▶ [Excerpted passage]:
>> BEGIN
There are three personalities living within Galina Vishnevskaya. One is an opera singer and actress, who in addition to stage performances, manifests her talents through literary writings and educational activities, both at the Opera Singing Center she founded in Moscow almost a decade ago and at St Petersburg's Shostakovich Museum. Another personality is an Athena-like woman warrior. And the third has to do with being the wife of a genius. Her marriage to the celebrated cellist Mstislav Rostropovich resembled the union between the domineering Hera and the soft-spoken Zeus.

On October 25 of this year, Mrs Vishnevskaya turns 85.

Life as a novel

"I sang for God, not for the audience," Vishnevskaya says. She says her life has been a happy one and that there is nothing she would want to change were she given a second chance.

"I am a happy woman, a happy mother and a happy wife," she said at a news conference hosted by RIA Novosti. "I had the happiest career one could wish for at the Bolshoi. And the two most important encounters in my life were with Mstislav Rostropovich and Dmitry Shostakovich."
>> END
▶ [Listed records]:
>> BEGIN
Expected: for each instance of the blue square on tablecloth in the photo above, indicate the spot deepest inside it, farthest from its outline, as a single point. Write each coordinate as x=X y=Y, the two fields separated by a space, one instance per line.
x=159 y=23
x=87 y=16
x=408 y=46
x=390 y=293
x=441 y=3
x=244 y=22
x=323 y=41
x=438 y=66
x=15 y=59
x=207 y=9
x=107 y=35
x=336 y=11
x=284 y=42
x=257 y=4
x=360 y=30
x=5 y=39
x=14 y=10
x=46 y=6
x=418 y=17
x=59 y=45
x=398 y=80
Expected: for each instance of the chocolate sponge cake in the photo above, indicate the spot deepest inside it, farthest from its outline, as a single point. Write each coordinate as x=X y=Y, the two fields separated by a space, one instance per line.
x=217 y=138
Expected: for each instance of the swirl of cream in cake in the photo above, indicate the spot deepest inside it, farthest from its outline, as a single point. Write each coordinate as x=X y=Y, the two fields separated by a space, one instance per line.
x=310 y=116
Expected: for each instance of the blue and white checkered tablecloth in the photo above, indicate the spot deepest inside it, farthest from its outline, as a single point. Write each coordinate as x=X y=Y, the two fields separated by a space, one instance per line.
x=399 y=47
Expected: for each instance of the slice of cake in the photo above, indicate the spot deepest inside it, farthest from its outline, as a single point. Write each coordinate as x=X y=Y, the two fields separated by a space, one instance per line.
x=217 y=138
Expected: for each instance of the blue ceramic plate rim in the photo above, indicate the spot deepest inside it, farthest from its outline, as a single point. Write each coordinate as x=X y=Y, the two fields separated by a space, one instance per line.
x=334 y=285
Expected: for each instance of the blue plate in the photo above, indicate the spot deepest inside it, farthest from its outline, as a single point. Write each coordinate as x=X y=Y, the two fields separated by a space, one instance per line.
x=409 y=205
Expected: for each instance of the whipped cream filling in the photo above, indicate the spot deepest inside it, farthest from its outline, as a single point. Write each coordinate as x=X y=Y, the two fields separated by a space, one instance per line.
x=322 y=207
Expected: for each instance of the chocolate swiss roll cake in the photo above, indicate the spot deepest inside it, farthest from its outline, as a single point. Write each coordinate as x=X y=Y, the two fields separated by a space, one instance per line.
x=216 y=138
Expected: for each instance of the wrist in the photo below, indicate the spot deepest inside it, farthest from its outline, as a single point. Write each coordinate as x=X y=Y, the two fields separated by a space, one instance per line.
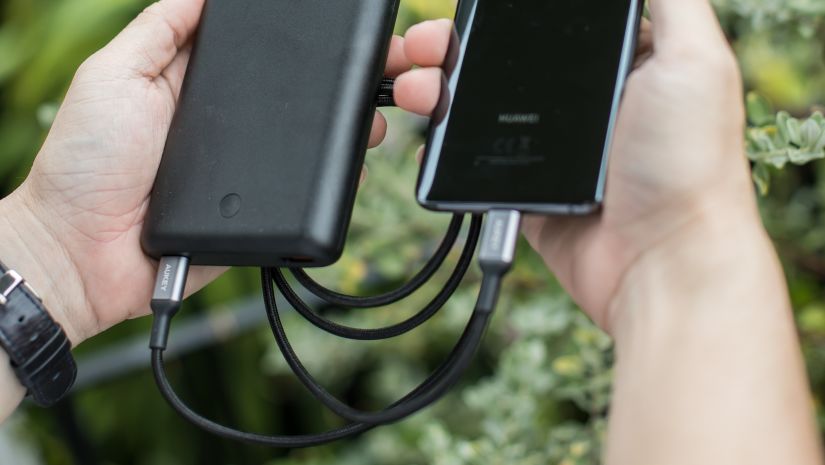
x=715 y=272
x=31 y=249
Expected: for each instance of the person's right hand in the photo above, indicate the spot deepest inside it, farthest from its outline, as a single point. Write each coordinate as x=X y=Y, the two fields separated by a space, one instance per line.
x=678 y=176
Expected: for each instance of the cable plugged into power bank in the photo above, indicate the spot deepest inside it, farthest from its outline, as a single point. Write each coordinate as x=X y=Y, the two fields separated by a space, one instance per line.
x=496 y=256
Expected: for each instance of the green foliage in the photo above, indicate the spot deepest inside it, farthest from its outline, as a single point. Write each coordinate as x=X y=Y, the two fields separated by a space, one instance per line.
x=540 y=391
x=782 y=141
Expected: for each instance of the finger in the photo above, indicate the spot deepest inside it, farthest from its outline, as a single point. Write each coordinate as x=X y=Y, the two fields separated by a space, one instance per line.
x=684 y=23
x=419 y=90
x=174 y=73
x=644 y=49
x=365 y=171
x=379 y=130
x=151 y=42
x=397 y=62
x=419 y=156
x=426 y=43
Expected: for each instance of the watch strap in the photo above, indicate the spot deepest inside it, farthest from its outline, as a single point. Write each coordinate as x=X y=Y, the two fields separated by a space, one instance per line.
x=39 y=350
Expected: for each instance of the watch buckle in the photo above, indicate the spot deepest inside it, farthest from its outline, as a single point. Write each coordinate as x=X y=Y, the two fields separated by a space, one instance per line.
x=8 y=283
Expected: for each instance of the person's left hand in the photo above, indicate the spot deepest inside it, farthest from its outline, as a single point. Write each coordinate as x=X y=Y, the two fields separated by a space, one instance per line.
x=79 y=214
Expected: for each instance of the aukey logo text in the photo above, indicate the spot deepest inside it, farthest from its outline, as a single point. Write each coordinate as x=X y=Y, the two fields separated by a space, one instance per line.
x=519 y=118
x=167 y=274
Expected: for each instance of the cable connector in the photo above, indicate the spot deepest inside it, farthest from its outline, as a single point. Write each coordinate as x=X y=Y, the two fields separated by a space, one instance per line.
x=168 y=297
x=498 y=250
x=386 y=93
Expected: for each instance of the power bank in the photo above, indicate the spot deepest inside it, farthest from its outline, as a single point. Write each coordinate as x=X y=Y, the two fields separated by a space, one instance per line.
x=262 y=161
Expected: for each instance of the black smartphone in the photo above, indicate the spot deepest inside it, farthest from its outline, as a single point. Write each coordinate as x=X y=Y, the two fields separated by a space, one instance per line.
x=529 y=104
x=262 y=161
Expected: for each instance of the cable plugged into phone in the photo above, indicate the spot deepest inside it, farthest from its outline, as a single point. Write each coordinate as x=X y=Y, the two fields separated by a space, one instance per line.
x=498 y=241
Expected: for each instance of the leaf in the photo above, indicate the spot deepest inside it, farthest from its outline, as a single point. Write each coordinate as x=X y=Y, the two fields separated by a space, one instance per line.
x=762 y=178
x=760 y=110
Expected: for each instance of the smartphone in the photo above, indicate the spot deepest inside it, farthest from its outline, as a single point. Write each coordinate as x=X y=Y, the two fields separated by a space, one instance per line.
x=263 y=157
x=529 y=104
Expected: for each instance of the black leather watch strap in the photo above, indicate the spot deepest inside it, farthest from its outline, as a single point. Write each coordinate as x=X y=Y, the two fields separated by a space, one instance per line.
x=39 y=350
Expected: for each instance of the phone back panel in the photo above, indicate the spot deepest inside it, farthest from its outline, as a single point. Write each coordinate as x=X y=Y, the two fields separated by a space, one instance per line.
x=262 y=161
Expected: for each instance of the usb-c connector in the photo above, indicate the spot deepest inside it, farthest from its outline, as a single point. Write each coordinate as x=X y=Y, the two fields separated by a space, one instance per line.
x=168 y=297
x=498 y=249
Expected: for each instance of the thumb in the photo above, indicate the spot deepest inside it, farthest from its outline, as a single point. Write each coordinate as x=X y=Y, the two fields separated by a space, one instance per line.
x=151 y=42
x=685 y=24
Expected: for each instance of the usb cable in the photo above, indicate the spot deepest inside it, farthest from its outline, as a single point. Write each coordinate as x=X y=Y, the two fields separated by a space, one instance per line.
x=496 y=257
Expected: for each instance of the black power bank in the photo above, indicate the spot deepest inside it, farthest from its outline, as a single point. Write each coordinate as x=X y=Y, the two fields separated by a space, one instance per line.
x=262 y=161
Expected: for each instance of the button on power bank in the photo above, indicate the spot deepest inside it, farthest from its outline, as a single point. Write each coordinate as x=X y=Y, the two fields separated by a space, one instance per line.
x=262 y=161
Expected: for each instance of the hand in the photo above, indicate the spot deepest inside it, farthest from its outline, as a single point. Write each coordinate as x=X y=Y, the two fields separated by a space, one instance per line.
x=80 y=212
x=677 y=172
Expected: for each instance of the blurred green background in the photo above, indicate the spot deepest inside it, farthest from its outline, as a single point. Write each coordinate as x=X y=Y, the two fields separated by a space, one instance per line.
x=540 y=389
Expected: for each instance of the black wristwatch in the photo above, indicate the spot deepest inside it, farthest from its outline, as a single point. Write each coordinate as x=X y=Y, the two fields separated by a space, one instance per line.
x=40 y=352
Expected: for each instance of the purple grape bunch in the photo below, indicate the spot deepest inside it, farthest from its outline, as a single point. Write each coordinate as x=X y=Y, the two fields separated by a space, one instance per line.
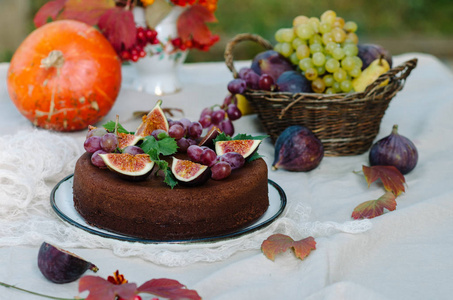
>> END
▶ [What you should do]: Reproduce the part of the text about Galina Vishnevskaya word for word, starting with the words "Life as a novel" and ending after the words "a second chance.". The material after the text about Galina Vishnevskaya is separate from it.

▶ [Full output]:
Life as a novel

"I sang for God, not for the audience," Vishnevskaya says. She says her life has been a happy one and that there is nothing she would want to change were she given a second chance.